● WHAT IS EXPECTED:
Find the line that contains "In the photo above, where can the shingled" and print it and every line after it, exactly, please.

-- Start INFORMATION SHOWN --

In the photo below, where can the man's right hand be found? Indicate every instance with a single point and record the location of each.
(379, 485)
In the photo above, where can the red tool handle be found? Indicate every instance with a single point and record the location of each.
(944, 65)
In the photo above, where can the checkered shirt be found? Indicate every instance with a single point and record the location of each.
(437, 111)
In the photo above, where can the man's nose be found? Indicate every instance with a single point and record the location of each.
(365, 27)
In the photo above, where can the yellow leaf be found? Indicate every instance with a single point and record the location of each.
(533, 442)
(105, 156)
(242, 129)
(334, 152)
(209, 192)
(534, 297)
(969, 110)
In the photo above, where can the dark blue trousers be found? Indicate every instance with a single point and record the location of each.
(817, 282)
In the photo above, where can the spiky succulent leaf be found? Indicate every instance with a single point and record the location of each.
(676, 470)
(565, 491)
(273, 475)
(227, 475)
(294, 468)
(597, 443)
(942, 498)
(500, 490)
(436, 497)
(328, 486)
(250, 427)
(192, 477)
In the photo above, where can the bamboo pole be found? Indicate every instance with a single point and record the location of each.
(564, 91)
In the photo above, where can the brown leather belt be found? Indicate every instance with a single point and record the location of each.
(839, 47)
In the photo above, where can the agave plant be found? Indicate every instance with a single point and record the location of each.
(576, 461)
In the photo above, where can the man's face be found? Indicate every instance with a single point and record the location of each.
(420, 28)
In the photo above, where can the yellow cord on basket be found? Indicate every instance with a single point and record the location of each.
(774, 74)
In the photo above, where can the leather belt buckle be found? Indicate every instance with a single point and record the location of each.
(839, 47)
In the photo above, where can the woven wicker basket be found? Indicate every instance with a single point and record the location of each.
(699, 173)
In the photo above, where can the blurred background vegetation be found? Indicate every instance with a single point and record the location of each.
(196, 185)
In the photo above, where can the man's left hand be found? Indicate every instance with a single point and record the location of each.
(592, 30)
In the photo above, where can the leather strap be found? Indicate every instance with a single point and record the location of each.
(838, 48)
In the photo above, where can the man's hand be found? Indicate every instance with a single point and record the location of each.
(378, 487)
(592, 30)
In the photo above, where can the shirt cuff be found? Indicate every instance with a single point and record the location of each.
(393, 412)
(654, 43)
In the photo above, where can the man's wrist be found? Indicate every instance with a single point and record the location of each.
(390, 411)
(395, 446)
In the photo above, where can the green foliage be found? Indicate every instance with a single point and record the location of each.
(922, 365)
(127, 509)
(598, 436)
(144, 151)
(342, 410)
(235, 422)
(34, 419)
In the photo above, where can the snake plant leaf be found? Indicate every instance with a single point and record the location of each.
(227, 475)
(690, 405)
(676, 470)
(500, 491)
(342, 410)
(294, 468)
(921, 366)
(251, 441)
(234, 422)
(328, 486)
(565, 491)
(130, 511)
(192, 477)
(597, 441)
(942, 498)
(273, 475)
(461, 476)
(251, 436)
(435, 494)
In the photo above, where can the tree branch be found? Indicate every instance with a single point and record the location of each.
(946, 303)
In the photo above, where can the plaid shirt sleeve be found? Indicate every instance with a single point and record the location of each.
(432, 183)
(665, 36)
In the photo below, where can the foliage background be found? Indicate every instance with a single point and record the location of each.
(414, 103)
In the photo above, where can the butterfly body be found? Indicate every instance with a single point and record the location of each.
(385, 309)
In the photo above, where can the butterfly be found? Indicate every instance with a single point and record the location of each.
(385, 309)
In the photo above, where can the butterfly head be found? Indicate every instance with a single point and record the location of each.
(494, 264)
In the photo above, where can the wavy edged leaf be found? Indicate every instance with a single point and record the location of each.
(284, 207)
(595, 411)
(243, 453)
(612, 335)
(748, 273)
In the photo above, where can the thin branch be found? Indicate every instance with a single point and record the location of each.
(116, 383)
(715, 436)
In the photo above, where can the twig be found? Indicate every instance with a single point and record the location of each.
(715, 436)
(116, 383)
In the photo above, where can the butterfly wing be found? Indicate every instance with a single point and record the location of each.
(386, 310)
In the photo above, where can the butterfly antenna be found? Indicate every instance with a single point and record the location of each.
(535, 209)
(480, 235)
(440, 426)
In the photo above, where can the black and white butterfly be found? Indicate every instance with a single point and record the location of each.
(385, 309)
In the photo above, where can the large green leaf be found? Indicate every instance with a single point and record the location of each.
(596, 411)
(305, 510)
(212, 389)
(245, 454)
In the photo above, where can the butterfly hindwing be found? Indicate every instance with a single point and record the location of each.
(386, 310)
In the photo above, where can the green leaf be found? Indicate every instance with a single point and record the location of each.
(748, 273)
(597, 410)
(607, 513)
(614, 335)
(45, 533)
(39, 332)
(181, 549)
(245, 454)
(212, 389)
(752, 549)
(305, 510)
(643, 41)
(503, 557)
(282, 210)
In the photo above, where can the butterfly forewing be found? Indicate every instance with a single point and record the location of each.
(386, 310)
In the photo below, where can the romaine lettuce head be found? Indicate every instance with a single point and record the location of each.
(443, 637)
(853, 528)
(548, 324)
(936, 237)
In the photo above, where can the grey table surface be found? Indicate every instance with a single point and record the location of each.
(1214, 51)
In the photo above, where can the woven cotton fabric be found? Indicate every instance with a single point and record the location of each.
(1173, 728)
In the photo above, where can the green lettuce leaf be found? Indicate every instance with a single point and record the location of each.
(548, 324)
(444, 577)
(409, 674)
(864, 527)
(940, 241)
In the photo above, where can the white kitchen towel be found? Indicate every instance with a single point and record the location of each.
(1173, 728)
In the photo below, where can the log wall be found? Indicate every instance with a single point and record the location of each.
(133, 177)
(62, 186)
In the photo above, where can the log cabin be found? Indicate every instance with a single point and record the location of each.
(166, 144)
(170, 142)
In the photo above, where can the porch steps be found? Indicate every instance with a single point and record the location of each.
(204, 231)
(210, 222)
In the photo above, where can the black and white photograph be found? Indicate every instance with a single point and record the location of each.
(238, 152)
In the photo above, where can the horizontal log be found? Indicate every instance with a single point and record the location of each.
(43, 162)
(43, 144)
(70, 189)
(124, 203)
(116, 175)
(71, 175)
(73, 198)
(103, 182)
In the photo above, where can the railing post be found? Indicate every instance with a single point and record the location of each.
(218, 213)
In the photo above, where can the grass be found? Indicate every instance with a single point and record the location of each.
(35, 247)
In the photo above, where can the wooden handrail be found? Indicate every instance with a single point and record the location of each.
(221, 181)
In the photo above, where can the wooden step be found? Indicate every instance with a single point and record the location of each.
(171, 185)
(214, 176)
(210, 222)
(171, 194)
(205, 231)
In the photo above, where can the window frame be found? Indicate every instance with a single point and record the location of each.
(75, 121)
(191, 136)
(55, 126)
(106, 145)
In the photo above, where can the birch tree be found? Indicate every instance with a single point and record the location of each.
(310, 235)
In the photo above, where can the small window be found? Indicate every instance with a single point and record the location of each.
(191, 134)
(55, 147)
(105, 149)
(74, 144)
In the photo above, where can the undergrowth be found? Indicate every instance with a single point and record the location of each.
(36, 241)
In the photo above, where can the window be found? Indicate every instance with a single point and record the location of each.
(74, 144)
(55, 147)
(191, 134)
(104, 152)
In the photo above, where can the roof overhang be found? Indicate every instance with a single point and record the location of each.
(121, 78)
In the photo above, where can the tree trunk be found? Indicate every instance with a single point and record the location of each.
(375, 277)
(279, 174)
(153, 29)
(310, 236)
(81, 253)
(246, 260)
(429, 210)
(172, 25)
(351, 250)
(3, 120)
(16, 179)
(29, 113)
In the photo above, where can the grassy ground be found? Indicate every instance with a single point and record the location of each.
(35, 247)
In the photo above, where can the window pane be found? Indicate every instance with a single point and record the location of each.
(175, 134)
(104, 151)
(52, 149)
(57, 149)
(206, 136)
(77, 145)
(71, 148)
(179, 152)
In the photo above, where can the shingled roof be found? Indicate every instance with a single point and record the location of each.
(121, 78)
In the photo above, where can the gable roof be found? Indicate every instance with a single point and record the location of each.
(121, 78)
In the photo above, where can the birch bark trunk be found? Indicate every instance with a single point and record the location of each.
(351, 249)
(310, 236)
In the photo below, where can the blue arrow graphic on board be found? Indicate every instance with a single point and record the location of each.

-- End INFORMATION SHOWN --

● EXERCISE OUTPUT:
In the photo above, where can the shingled roof be found? Indicate every instance with a single point and record the location of each.
(121, 78)
In the photo above, where can the gable roof be found? Indicate every instance with a single point and record the location of each.
(121, 78)
In the photo above, where can the birch bark trunk be found? Indicate every instance with a single point and record the location of each.
(351, 249)
(310, 236)
In the photo below, where can the blue arrow graphic on board be found? Indicate every instance with a single point and record the location of each.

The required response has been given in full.